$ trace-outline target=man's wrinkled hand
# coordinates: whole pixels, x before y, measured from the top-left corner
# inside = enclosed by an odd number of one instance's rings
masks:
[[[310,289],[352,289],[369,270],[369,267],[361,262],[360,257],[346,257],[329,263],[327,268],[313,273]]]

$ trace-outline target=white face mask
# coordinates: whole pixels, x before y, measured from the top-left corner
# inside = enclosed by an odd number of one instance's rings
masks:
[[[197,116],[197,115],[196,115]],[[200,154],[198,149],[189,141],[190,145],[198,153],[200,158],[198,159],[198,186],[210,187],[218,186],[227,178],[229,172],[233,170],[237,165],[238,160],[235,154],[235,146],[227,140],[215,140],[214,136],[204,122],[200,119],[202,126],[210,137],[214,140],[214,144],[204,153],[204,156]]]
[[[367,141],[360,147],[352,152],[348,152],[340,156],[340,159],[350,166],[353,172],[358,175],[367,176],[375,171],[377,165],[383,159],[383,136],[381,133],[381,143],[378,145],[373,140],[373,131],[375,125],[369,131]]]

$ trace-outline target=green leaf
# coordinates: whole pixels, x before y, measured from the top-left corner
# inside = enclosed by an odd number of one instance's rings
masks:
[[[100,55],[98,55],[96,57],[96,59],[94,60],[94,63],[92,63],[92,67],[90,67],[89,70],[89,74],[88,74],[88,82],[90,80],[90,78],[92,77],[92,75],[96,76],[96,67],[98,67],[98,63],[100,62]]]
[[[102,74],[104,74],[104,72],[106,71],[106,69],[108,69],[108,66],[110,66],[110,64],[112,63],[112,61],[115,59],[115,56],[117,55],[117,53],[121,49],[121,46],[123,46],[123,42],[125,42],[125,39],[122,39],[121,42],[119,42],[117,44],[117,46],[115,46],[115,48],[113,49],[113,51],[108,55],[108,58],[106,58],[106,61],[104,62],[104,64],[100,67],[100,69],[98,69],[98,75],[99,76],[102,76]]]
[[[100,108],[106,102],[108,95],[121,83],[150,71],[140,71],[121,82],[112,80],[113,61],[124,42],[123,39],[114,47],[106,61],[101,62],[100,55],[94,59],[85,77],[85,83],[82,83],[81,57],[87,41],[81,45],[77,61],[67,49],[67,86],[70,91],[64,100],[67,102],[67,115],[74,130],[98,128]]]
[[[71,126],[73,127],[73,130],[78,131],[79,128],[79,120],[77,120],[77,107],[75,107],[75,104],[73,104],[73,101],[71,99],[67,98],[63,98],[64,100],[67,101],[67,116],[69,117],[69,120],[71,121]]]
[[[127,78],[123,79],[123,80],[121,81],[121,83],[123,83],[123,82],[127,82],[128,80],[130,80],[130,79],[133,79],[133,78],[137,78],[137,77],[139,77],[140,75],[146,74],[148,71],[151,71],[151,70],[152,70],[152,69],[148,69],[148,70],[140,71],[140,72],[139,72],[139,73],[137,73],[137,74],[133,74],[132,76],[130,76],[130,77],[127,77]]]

________________________

### Task instructions
All of the data, start to finish: please output it exactly.

### Output
$ trace-outline target=man's wrinkled hand
# coordinates: whole pixels, x before y, measured from the top-left corner
# inside = enclosed by an odd number of one instance's rings
masks:
[[[310,289],[352,289],[369,270],[369,267],[361,262],[360,257],[346,257],[329,263],[327,268],[313,273]]]

$ trace-outline target=white face mask
# coordinates: whole pixels, x before y, measured from the top-left corner
# inside = enclosed by an odd number of one instance's rings
masks:
[[[197,116],[197,115],[196,115]],[[200,154],[198,149],[189,141],[190,145],[198,153],[200,158],[198,159],[198,186],[210,187],[218,186],[227,178],[229,172],[233,170],[237,165],[238,160],[235,154],[235,146],[227,140],[215,140],[214,136],[204,122],[200,119],[202,126],[210,137],[214,140],[214,144],[204,153],[204,156]]]
[[[367,141],[360,147],[352,152],[348,152],[340,156],[340,159],[350,166],[353,172],[358,175],[367,176],[375,171],[377,165],[383,159],[383,136],[381,133],[381,143],[378,145],[373,140],[373,131],[375,125],[369,131]]]

$ trace-outline target=green leaf
# coordinates: whole pixels, x before y, measured from the top-left corner
# inside = enclosed by an odd number of one instance's rings
masks:
[[[100,55],[98,55],[96,57],[96,59],[94,60],[94,63],[92,63],[92,67],[90,67],[89,70],[89,74],[88,74],[88,82],[90,80],[90,78],[92,77],[92,75],[96,76],[96,67],[98,67],[98,63],[100,62]]]
[[[102,74],[104,74],[104,72],[106,71],[106,69],[108,69],[108,66],[110,66],[110,64],[112,63],[112,61],[115,59],[115,56],[117,55],[117,53],[121,49],[121,46],[123,46],[123,42],[125,42],[125,39],[122,39],[121,42],[119,42],[117,44],[117,46],[115,46],[115,48],[113,49],[113,51],[108,55],[108,58],[106,58],[106,61],[104,62],[104,64],[100,67],[100,69],[98,69],[98,75],[99,76],[102,76]]]
[[[100,108],[106,102],[108,95],[121,83],[150,71],[140,71],[121,82],[112,80],[113,61],[124,42],[123,39],[114,47],[106,61],[101,62],[100,55],[94,59],[85,77],[85,83],[82,83],[81,57],[87,41],[81,45],[77,61],[67,49],[67,86],[70,91],[64,100],[67,102],[67,115],[74,130],[98,128]]]
[[[71,126],[73,127],[73,130],[78,131],[79,128],[79,120],[77,120],[77,107],[75,107],[75,104],[73,104],[73,101],[71,99],[67,98],[63,98],[64,100],[67,101],[67,116],[69,117],[69,120],[71,121]]]
[[[127,78],[123,79],[123,80],[121,81],[121,83],[123,83],[123,82],[127,82],[128,80],[130,80],[130,79],[133,79],[133,78],[137,78],[137,77],[139,77],[140,75],[146,74],[148,71],[151,71],[151,70],[152,70],[152,69],[148,69],[148,70],[140,71],[140,72],[139,72],[139,73],[137,73],[137,74],[133,74],[132,76],[130,76],[130,77],[127,77]]]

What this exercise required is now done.